*QUESTIONS ON THE MATERIAL:*
a: Which programs does the passage on STEM persistence say the college draws on?
b: Print the stretch of the passage on STEM persistence from "In order to" through "Blended Learning Initiative.".
c: Carry on with the passage on STEM persistence, picking up after its final sentence.

*EXTRACT PROVIDED:*
☆ ☆ ☆

Increasing Persistence of All Students in STEM

In order to recruit and enhance the persistence and success of all of our students in science and mathematics, Byrn Mawr College leverages aspects of three programs: the STEM Posse Program, the Q Project, and the Blended Learning Initiative.

The Posse Foundation is an organization that identifies high school students with extraordinary academic and leadership potential who may be overlooked by the traditional college selection process. The students are placed in supportive teams ("posses"), a practice that has been shown to increase the likelihood of college success. The college has hosted traditional posses since 2000, but since 2013, with support from the Howard Hughes Medical Institute (HHMI), has also hosted STEM Posses, comprising students who intend to major in science or math. In addition to the training and support provided by the Posse Foundation in their home cities, STEM Posse Scholars attend a pre-orientation immersion program at Bryn Mawr during the summer prior to their matriculation. This is followed by a number of supports and opportunities designed to promote success and persistence, including stipends for conducting research on-campus and competitive stipends for conducting research off-campus during the summer, and four years of mentorship (two years formal, two years informal) provided by a Bryn Mawr faculty member trained by the Posse Foundation.

One of the primary reasons that students of all kinds drop out of STEM majors is because they have difficulty with the requisite mathematics. To address this particular source of STEM attrition, our Q Project, supported by HHMI, sponsors two courses, Quan 10 and Quan 11, for students who intend to major in science but may need additional quantitative support. Quan 10 is an opt-in course for identified students involving faculty from the various science departments, using examples from their respective disciplines to provide context for the math. Having the same faculty who teach introductory science courses contribute to Quan 10, using practical examples from science disciplines, has helped to change student perception of the course from a remedial intervention to a real advantage for students interested in science. Quan 11 is another opt-in course involving faculty that is specifically geared toward preparing first-year STEM students for calculus.

☆ ☆ ☆

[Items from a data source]
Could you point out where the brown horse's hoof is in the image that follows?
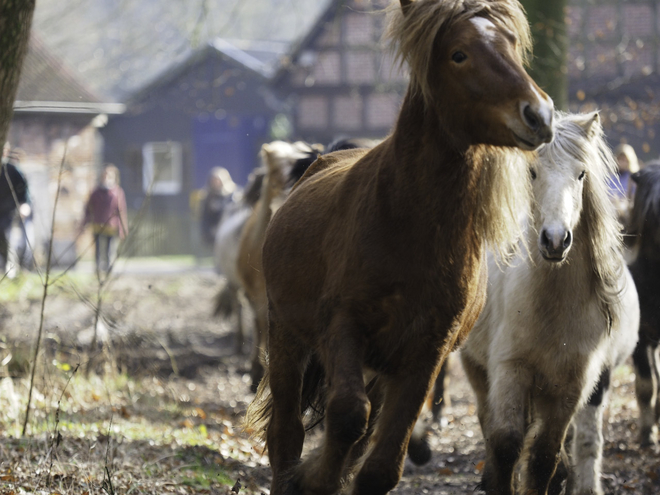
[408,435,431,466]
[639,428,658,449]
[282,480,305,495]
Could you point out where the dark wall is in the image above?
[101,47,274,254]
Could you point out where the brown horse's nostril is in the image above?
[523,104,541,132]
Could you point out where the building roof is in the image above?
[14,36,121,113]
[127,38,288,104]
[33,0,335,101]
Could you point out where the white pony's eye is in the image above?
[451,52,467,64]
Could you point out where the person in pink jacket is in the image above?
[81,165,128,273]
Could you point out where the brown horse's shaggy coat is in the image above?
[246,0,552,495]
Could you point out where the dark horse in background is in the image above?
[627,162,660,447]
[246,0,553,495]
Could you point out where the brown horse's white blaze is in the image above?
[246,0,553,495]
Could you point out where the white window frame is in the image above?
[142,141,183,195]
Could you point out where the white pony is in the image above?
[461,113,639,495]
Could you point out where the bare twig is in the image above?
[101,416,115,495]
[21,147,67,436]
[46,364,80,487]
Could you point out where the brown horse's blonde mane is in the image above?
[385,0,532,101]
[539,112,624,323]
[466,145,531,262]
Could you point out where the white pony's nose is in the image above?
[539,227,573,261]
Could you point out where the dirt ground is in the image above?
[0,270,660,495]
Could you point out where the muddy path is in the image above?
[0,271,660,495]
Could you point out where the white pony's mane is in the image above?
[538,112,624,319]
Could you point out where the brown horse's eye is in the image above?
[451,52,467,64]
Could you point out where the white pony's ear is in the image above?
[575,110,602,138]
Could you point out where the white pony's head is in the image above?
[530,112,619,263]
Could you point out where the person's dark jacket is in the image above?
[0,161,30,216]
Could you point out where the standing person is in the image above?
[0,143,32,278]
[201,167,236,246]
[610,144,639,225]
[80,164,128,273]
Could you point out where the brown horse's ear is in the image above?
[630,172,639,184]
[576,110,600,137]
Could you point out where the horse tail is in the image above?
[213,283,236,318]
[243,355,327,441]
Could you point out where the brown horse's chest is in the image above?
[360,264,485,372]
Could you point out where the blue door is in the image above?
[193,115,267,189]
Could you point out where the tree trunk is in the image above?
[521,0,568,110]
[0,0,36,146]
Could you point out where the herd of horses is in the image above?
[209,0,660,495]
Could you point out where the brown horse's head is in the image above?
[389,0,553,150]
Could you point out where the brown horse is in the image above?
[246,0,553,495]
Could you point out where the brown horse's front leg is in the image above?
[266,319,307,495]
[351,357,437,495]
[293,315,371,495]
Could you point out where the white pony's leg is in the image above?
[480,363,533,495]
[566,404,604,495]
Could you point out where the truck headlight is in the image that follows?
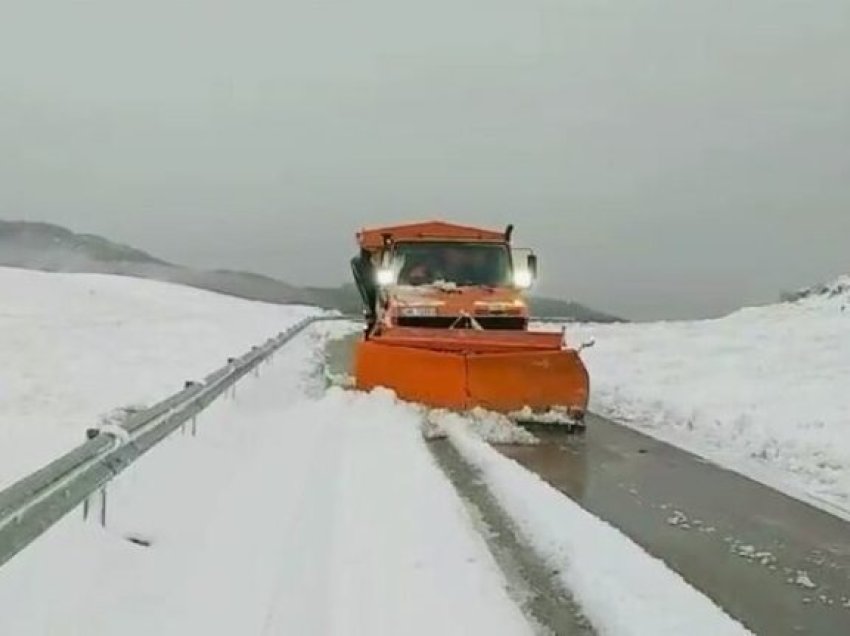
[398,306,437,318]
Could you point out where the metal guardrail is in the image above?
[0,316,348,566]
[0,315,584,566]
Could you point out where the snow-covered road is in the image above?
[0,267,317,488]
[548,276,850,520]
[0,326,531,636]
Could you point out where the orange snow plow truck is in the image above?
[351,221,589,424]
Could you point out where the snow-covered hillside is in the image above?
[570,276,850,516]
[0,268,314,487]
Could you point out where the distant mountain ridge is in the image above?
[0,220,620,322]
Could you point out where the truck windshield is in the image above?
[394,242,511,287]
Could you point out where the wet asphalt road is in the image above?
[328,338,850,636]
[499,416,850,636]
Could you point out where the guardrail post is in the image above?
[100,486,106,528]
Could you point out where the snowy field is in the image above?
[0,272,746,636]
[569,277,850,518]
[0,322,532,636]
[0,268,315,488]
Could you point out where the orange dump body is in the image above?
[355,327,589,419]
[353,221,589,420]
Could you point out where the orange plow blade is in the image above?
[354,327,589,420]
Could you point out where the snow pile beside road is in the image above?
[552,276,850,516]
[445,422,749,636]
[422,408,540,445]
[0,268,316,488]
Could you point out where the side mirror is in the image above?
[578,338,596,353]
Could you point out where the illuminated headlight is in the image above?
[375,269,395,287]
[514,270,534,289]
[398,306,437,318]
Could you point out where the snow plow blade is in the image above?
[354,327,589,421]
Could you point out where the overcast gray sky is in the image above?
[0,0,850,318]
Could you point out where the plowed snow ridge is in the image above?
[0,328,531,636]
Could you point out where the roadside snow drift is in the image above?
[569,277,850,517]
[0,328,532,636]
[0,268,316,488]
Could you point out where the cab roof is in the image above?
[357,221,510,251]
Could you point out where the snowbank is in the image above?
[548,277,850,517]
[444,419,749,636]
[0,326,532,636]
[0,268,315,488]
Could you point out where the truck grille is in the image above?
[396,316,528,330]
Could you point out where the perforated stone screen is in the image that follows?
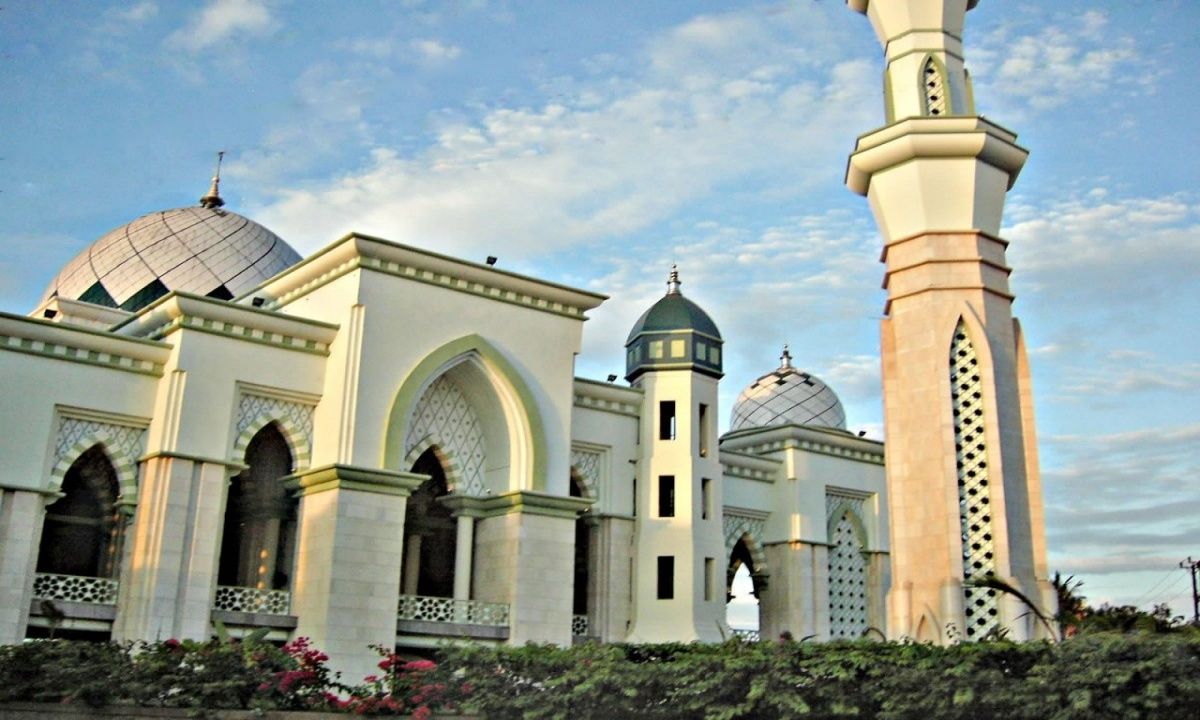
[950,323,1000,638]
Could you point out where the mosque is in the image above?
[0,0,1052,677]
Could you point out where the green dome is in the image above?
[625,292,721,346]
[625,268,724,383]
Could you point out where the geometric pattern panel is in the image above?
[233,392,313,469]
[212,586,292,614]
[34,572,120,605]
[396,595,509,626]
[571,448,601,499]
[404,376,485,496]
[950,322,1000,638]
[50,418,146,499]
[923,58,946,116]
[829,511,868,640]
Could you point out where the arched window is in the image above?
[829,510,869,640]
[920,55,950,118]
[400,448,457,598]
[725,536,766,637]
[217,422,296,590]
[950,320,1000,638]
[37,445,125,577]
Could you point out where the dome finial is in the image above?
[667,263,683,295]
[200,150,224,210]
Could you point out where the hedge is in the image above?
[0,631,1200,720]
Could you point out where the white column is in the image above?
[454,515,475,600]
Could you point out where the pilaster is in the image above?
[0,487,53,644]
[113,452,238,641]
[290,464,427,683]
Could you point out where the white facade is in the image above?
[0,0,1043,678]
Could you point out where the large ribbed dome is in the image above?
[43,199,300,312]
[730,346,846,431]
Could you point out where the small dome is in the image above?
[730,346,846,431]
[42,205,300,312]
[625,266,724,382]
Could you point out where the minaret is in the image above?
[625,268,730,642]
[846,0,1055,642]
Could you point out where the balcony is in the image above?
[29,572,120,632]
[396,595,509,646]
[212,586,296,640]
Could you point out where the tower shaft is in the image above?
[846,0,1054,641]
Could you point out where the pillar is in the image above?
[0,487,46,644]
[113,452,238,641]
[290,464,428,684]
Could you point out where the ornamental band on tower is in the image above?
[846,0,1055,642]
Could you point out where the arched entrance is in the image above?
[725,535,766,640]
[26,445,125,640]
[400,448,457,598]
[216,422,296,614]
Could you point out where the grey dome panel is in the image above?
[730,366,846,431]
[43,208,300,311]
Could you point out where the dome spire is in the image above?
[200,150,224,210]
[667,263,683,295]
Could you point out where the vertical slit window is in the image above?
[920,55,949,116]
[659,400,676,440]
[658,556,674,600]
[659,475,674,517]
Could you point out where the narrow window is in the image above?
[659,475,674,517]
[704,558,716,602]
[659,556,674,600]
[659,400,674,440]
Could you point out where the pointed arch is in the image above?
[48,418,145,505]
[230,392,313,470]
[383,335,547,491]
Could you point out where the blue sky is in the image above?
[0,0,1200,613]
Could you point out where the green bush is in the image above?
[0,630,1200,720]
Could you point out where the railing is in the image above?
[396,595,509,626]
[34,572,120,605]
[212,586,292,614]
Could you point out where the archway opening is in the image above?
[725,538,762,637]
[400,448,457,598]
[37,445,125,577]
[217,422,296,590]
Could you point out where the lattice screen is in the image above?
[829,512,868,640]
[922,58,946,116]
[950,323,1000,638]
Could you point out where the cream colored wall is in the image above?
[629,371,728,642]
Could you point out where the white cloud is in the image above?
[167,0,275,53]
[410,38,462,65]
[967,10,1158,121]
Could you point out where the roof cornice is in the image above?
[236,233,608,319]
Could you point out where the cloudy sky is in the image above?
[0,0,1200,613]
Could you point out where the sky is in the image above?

☆ ☆ ☆

*ANSWERS IN ORDER:*
a:
- the STEM Posse Program
- the Q Project
- the Blended Learning Initiative

b:
In order to recruit and enhance the persistence and success of all of our students in science and mathematics, Byrn Mawr College leverages aspects of three programs: the STEM Posse Program, the Q Project, and the Blended Learning Initiative.

c:
In conjunction with HHMI-supported activities, Bryn Mawr has additionally addressed quantitative and computational deficiencies among our students through the Blended Learning in the Liberal Arts Initiative. Early HHMI grants allowed Bryn Mawr to pioneer the adoption of the Internet as a teaching resource and the inclusion of computer applications into science and mathematics courses, at a time when the "World Wide Web" was still in the early stages of development. The current initiative took root in 2011, when Bryn Mawr embarked on an exploration of how a combination of online and in-class instruction could be used to improve student learning outcomes, while supporting the missions and cultures of small liberal arts colleges. Funded through EDUCAUSE's Next Generation Learning Challenges (NGLC) Program, the initial project focused on improving performance in historically difficult, entry-level science and math courses by incorporating use of online open-source courseware modules (Open Educational Resources) into traditional classroom-based versions of these courses. Results for the experimental blended biology, chemistry and geology gateway courses were particularly strong: our goal was to raise the completion with merit rate for these three courses from 83% to 90%, and we surpassed that benchmark with an average of 93.5% overall and 95.1% for low-income students in these courses. As part of the NGLC project, Bryn Mawr shared its findings and grant-funded resources—including technical support—with thirty-nine other liberal-arts colleges who were partners on the grant. Blended learning at Bryn Mawr has since grown to include two major initiatives.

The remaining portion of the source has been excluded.